Task requirements: Format every line in the rows below as a Markdown table with the columns Number and Line. Give each line a number and leave out any blank lines.

Supplied records:
◇ ◇ ◇ ◇ ◇ ◇ ◇
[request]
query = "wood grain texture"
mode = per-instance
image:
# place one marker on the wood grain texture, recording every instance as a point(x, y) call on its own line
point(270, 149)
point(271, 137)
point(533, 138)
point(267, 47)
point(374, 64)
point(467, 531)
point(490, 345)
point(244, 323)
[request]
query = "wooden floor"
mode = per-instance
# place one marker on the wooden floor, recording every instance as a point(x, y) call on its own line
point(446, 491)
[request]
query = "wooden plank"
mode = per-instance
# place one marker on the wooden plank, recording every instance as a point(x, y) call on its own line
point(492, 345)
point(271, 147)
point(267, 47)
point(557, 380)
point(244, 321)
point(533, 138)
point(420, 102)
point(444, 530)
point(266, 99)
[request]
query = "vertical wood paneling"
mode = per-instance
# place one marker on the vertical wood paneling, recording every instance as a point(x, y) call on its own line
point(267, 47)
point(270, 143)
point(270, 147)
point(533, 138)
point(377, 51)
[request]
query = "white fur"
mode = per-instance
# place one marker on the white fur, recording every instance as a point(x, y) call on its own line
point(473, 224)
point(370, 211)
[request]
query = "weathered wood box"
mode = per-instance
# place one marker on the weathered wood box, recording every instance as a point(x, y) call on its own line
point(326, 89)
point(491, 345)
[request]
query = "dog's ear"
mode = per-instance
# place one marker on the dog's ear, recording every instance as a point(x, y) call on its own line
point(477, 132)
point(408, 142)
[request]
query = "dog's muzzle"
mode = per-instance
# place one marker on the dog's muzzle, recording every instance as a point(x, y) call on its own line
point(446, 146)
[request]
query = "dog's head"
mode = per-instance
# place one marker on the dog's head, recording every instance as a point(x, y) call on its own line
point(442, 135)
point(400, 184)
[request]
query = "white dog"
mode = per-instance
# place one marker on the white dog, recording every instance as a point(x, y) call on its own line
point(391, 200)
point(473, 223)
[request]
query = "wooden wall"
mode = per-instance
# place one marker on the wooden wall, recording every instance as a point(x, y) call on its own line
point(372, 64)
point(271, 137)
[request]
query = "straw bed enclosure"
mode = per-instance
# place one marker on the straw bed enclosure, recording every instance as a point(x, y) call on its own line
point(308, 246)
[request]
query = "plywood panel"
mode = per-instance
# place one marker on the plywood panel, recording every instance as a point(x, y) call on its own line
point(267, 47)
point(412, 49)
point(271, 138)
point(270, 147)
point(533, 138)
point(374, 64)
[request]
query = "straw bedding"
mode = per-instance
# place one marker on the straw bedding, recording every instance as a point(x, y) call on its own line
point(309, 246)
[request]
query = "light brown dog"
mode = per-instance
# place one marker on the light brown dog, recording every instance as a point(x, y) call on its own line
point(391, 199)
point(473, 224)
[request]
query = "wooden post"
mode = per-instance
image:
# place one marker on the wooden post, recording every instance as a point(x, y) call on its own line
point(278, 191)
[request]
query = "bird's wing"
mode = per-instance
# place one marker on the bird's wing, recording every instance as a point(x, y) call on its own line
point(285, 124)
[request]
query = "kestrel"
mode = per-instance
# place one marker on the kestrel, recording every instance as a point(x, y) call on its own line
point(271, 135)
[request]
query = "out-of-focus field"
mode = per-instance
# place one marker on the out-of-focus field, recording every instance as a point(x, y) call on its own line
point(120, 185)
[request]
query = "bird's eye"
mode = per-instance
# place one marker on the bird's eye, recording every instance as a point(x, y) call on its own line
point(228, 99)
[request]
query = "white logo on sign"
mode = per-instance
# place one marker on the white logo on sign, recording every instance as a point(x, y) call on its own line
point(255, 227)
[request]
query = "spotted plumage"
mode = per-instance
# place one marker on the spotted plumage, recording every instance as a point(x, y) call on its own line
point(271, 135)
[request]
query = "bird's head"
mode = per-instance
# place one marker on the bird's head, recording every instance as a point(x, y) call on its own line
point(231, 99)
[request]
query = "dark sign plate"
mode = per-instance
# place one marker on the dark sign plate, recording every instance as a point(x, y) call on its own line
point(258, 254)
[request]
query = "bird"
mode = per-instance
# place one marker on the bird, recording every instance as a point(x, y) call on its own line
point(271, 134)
◇ ◇ ◇ ◇ ◇ ◇ ◇
Solution for this exercise:
| Number | Line |
|---|---|
| 1 | [request] |
| 2 | query = "wood grain texture" |
| 3 | mode = per-instance |
| 4 | image: |
| 5 | # place one marker on the wood grain texture, recording every instance as a point(x, y) call on its own line |
| 6 | point(270, 149) |
| 7 | point(271, 137) |
| 8 | point(533, 138) |
| 9 | point(267, 47) |
| 10 | point(374, 64) |
| 11 | point(467, 531) |
| 12 | point(490, 345) |
| 13 | point(244, 323) |
| 14 | [request] |
| 15 | query = "wooden floor" |
| 16 | mode = per-instance |
| 17 | # place one marker on the wooden floor, recording every instance as a point(x, y) call on its own line |
| 18 | point(446, 491) |
| 19 | [request] |
| 20 | query = "wooden plank" |
| 21 | mode = per-instance |
| 22 | # place one marker on the wooden plank, recording every instance as a point(x, y) call on its own line |
| 23 | point(492, 345) |
| 24 | point(271, 147) |
| 25 | point(267, 47) |
| 26 | point(557, 380) |
| 27 | point(244, 321) |
| 28 | point(533, 138) |
| 29 | point(420, 102) |
| 30 | point(444, 530) |
| 31 | point(266, 99) |
| 32 | [request] |
| 33 | query = "vertical wood paneling" |
| 34 | mode = per-instance |
| 35 | # place one marker on the vertical wood paneling, recording every instance as a point(x, y) call on its own line |
| 36 | point(267, 47) |
| 37 | point(270, 143) |
| 38 | point(270, 147) |
| 39 | point(533, 138) |
| 40 | point(377, 51) |
| 41 | [request] |
| 42 | query = "white fur" |
| 43 | mode = per-instance |
| 44 | # place one marker on the white fur, recording every instance as a point(x, y) call on its own line |
| 45 | point(473, 224) |
| 46 | point(370, 211) |
| 47 | [request] |
| 48 | query = "weathered wood box" |
| 49 | mode = per-instance |
| 50 | # place one marker on the weathered wood box, recording every instance as a point(x, y) call on its own line |
| 51 | point(326, 89) |
| 52 | point(491, 345) |
| 53 | [request] |
| 54 | query = "dog's ear" |
| 55 | mode = per-instance |
| 56 | # place one marker on the dog's ear, recording every instance as a point(x, y) call on its own line |
| 57 | point(477, 132) |
| 58 | point(408, 142) |
| 59 | [request] |
| 60 | query = "dog's muzzle" |
| 61 | mode = per-instance |
| 62 | # place one marker on the dog's muzzle, recording every instance as a point(x, y) call on its own line |
| 63 | point(446, 146) |
| 64 | [request] |
| 65 | query = "dog's head" |
| 66 | mode = per-instance |
| 67 | # place one marker on the dog's head, recording every instance as a point(x, y) call on its own line |
| 68 | point(442, 135) |
| 69 | point(400, 184) |
| 70 | [request] |
| 71 | query = "white dog" |
| 72 | mode = per-instance |
| 73 | # place one marker on the white dog, recording every instance as a point(x, y) call on its own line |
| 74 | point(391, 200) |
| 75 | point(473, 223) |
| 76 | [request] |
| 77 | query = "wooden wall" |
| 78 | mode = per-instance |
| 79 | # place one marker on the wooden wall, recording every instance as a point(x, y) call on its own line |
| 80 | point(372, 64) |
| 81 | point(271, 137) |
| 82 | [request] |
| 83 | query = "straw bed enclosure" |
| 84 | mode = per-instance |
| 85 | # place one marker on the straw bed enclosure, recording every instance as a point(x, y) call on its own line |
| 86 | point(308, 246) |
| 87 | [request] |
| 88 | query = "plywood panel" |
| 89 | mode = per-instance |
| 90 | # place one marker on the plywood panel, recording every instance as a point(x, y) call on its own line |
| 91 | point(267, 47) |
| 92 | point(412, 49) |
| 93 | point(271, 138) |
| 94 | point(270, 147) |
| 95 | point(533, 138) |
| 96 | point(374, 64) |
| 97 | [request] |
| 98 | query = "straw bedding" |
| 99 | mode = per-instance |
| 100 | # place one marker on the straw bedding, recording every instance as a point(x, y) call on its own line |
| 101 | point(309, 246) |
| 102 | [request] |
| 103 | query = "light brown dog" |
| 104 | mode = per-instance |
| 105 | # place one marker on the light brown dog, recording every instance as a point(x, y) call on its own line |
| 106 | point(391, 199) |
| 107 | point(473, 224) |
| 108 | [request] |
| 109 | query = "wooden post" |
| 110 | mode = per-instance |
| 111 | image: |
| 112 | # place one marker on the wooden post, recording every instance as a point(x, y) call on its own line |
| 113 | point(278, 191) |
| 114 | [request] |
| 115 | query = "bird's wing" |
| 116 | mode = per-instance |
| 117 | # place one marker on the bird's wing, recording every instance as a point(x, y) call on its own line |
| 118 | point(285, 124) |
| 119 | [request] |
| 120 | query = "kestrel" |
| 121 | mode = per-instance |
| 122 | # place one marker on the kestrel, recording every instance as a point(x, y) call on its own line |
| 123 | point(271, 135) |
| 124 | [request] |
| 125 | query = "out-of-focus field" |
| 126 | mode = per-instance |
| 127 | # place one marker on the out-of-focus field, recording every instance as a point(x, y) call on its own line |
| 128 | point(120, 185) |
| 129 | [request] |
| 130 | query = "bird's eye" |
| 131 | mode = per-instance |
| 132 | # place one marker on the bird's eye, recording every instance as a point(x, y) call on its own line |
| 133 | point(228, 99) |
| 134 | [request] |
| 135 | query = "white logo on sign" |
| 136 | mode = per-instance |
| 137 | # place one marker on the white logo on sign, recording every instance as a point(x, y) call on its own line |
| 138 | point(255, 227) |
| 139 | [request] |
| 140 | query = "spotted plumage" |
| 141 | mode = per-instance |
| 142 | # place one marker on the spotted plumage, recording every instance as a point(x, y) call on its own line |
| 143 | point(271, 135) |
| 144 | [request] |
| 145 | query = "bird's head" |
| 146 | mode = per-instance |
| 147 | # place one marker on the bird's head, recording every instance as a point(x, y) call on its own line |
| 148 | point(231, 99) |
| 149 | [request] |
| 150 | query = "dark sign plate" |
| 151 | mode = per-instance |
| 152 | # place one marker on the dark sign plate, recording every instance as a point(x, y) call on its own line |
| 153 | point(258, 254) |
| 154 | [request] |
| 155 | query = "bird" |
| 156 | mode = per-instance |
| 157 | # place one marker on the bird, recording every instance as a point(x, y) call on its own line |
| 158 | point(271, 134) |